> [ASSIGNMENT] Since only part of the material is needed, please repeat exactly the line that includes "Could you please put a dot on the computer" and every line after it, up to the last.

> [DATA EXTRACTS]

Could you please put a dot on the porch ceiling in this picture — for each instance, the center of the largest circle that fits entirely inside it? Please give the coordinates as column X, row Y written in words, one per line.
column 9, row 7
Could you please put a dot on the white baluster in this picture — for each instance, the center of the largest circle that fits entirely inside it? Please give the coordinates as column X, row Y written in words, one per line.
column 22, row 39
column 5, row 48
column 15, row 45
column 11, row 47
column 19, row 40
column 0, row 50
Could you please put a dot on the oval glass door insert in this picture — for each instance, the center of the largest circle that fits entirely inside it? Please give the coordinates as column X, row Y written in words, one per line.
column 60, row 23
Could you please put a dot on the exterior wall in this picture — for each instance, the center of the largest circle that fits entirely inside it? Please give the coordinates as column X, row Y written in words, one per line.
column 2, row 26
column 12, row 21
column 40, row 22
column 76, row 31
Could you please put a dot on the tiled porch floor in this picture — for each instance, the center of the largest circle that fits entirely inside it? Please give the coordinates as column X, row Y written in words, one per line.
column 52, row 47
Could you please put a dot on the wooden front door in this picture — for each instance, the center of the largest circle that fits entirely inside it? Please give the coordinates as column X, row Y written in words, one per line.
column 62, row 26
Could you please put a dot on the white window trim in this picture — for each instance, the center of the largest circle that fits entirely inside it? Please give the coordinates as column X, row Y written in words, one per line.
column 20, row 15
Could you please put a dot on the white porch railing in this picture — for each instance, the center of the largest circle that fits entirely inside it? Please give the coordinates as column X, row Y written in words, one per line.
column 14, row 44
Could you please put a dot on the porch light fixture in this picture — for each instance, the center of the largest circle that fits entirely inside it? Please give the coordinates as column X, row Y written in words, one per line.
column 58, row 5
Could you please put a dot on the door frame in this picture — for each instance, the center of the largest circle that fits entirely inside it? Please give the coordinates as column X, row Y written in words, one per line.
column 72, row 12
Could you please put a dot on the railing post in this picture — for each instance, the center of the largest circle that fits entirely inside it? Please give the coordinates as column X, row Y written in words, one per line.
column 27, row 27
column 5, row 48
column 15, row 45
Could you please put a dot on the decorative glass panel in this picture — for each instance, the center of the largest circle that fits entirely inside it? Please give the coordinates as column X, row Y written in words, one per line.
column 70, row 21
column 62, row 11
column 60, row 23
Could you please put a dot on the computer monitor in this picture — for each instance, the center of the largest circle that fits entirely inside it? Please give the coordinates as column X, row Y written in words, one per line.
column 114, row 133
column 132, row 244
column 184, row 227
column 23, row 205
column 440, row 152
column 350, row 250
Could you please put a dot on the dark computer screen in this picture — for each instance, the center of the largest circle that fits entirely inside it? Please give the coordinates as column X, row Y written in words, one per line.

> [WRITTEN ANSWER]
Could you please put a dot on the computer monitor in this picture — for each instance, the center of the largest circle that fits entirely inside it? Please give the coordinates as column X, row Y written in words, one per line.
column 114, row 133
column 132, row 244
column 184, row 227
column 23, row 205
column 440, row 152
column 350, row 250
Could you please put a dot on the dark computer screen in this picture — for each instance, the center of the largest circle that fits entirely inside it? Please give the coordinates as column X, row Y written in words, one per line.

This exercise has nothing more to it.